** Task list **
**A)** According to the article on Pope Benedict XVI's visit to the Gemelli hospital, where and when did Pope John Paul II die?
**B)** Write the next few paragraphs of the news article on Pope Benedict XVI's visit to the Gemelli hospital, picking up after its final sentence.

** Text provided **
+ + + + + + +

2016-07-27
Rome, Nov. 25 - Pope Benedict XVI returned Friday to the hospital compound where Pope John Paul II was treated, recalling the anxiety of his predecessor's final weeks and saying his suffering was a lesson for all.

Benedict thanked the staff of the Gemelli Polyclinic hospital during a visit to the Sacred Heart Catholic University, of which the hospital is a part. He was invited to inaugurate the university's academic year, as John Paul did in the past.

During his 26-year pontificate, John Paul was treated at the Gemelli several times, including twice in February after suffering breathing problems related to the flu. He died in his Vatican apartment April 2.

During his stay at the Gemelli, John Paul appeared at the window of his 10th floor suite to bless the crowds who held vigil for him, once unable to speak because he had a breathing tube.

"Finding ourselves here together, my dear friends, we can't but think of the anxiety- and emotion-filled moments that we lived during the last hospitalizations of John Paul II in this Policlinic," Benedict said.

"In those days, the thoughts of Catholics and others from around the world were turned toward the Gemelli," he told members of the university's medical school staff.

"From his hospital room, the pope taught everyone an incomparable lesson of the Christian sense of life and suffering, witnessing in first person the true Christian message," he said.

He thanked the staff for their care in treating John Paul, and said they would find their "heavenly rewards."

+ + + + + + +

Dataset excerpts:
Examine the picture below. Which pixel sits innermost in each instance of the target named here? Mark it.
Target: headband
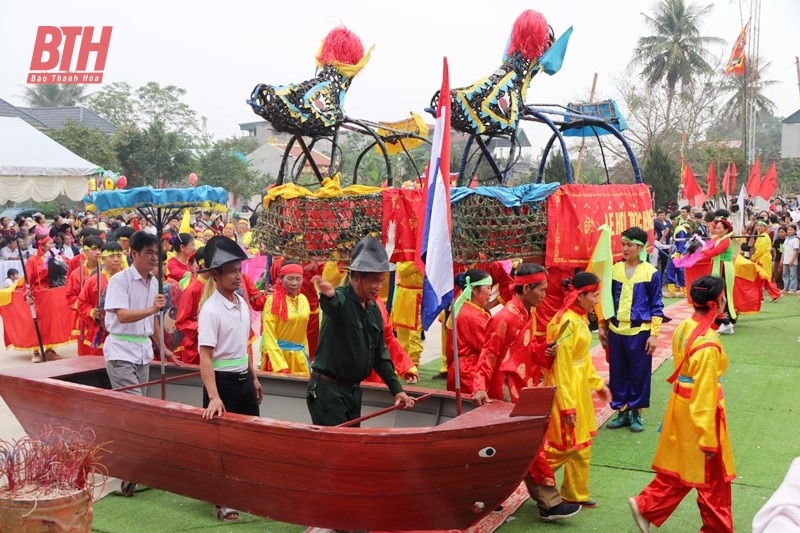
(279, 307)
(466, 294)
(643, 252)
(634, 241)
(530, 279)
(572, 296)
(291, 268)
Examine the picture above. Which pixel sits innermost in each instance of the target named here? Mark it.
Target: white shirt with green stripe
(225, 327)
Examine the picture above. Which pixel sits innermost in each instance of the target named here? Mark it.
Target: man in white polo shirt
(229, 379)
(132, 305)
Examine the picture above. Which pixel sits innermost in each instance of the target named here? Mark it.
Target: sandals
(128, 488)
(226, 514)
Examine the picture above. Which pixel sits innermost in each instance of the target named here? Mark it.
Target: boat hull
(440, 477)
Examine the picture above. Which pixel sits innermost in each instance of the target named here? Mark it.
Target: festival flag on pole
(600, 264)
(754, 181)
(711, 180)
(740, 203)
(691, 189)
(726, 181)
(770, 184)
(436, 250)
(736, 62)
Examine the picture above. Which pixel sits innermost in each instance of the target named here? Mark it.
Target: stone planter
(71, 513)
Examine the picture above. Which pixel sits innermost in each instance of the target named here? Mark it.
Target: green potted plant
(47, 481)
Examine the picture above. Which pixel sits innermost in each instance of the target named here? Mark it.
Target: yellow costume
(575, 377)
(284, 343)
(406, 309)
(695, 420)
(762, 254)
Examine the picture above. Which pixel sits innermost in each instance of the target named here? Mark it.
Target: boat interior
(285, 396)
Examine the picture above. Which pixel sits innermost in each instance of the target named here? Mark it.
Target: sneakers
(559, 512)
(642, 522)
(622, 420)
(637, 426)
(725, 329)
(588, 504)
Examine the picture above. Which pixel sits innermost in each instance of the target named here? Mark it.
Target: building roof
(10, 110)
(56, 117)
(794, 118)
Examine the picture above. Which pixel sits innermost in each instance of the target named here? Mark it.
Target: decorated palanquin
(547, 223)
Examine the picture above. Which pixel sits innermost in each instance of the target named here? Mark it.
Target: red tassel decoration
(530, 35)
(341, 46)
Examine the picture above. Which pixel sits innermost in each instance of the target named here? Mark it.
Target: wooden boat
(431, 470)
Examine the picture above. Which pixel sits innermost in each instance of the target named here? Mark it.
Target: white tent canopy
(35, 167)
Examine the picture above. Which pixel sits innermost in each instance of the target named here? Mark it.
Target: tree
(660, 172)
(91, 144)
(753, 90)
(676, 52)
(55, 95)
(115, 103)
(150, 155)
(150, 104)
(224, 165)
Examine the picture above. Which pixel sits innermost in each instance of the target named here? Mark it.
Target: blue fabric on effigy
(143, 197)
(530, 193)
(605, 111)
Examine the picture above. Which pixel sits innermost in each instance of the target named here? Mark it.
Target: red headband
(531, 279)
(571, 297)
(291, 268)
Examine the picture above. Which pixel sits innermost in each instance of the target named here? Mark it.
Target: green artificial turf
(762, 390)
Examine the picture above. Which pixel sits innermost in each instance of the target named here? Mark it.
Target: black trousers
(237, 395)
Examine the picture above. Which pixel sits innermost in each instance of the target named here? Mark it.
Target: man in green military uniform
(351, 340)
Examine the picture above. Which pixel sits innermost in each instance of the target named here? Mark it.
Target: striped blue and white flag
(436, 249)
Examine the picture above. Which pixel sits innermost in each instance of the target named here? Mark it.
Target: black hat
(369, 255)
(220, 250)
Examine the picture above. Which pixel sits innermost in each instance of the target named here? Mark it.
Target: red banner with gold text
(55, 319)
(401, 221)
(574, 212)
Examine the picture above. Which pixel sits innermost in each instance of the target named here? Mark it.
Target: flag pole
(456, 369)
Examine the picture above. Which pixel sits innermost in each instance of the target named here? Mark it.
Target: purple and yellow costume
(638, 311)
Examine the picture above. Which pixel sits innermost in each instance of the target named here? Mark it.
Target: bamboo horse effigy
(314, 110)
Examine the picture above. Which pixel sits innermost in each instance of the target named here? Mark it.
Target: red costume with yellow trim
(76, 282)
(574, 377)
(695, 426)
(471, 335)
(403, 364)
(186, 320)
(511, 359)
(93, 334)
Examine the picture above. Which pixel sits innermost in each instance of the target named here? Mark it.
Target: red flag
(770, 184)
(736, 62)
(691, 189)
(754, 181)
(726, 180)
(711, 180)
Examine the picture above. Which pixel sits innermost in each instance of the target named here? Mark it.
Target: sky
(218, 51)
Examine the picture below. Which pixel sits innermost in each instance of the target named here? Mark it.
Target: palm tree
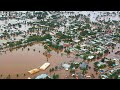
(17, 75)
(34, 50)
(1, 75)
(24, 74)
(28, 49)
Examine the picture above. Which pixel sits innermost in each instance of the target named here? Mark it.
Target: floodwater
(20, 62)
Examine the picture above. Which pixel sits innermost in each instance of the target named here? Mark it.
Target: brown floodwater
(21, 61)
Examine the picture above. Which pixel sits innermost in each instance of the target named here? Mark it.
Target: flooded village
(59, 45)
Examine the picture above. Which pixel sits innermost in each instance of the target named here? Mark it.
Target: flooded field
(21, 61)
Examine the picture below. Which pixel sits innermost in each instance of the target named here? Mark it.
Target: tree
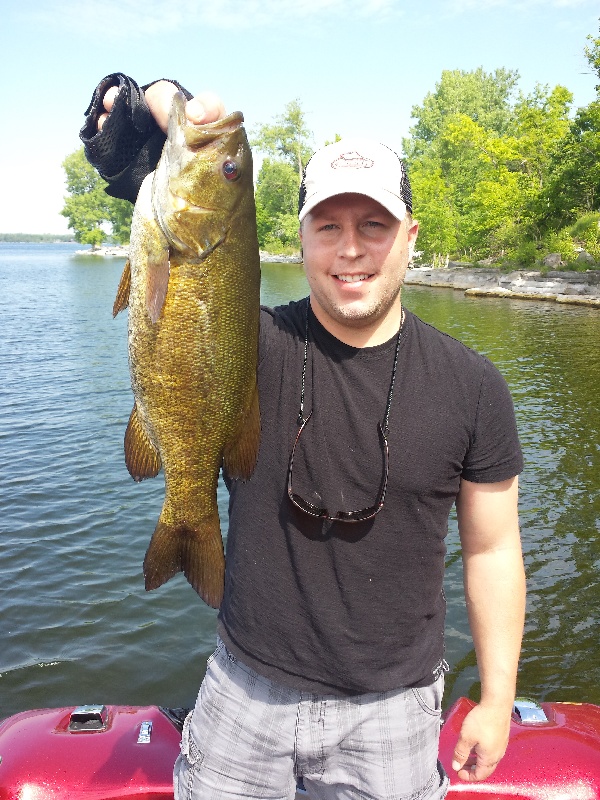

+ + + + + + +

** Answers by item **
**A)** He died in his Vatican apartment on April 2.

**B)**
It was the second time Benedict had returned to the grounds of the Gemelli since John Paul's death. On Aug. 5, Benedict visited his brother Georg, who had been staying with the pope at his summer residence but was taken to the Gemelli and outfitted with a pacemaker because of an irregular heartbeat.

During his speech, Benedict praised the work of the Catholic university, calling it a "great laboratory" where the dialogue between faith and reason meet.

He cited in particular the university's institute on human infertility, inaugurated during John Paul's pontificate, and said its promotion of "responsible procreation" was also close to his heart.

"This is the great challenge of Catholic universities: doing science on the horizon of a rationality that is different from the dominant one today, according to a reason that is open to transcendency, to God," he said.

Benedict has not made many official outings in Rome, but of the few he has made two have been to Catholic hospitals: In addition to Friday's visit, he spent a morning at Rome's main children's hospital on Sept. 30, meeting with sick children and their parents.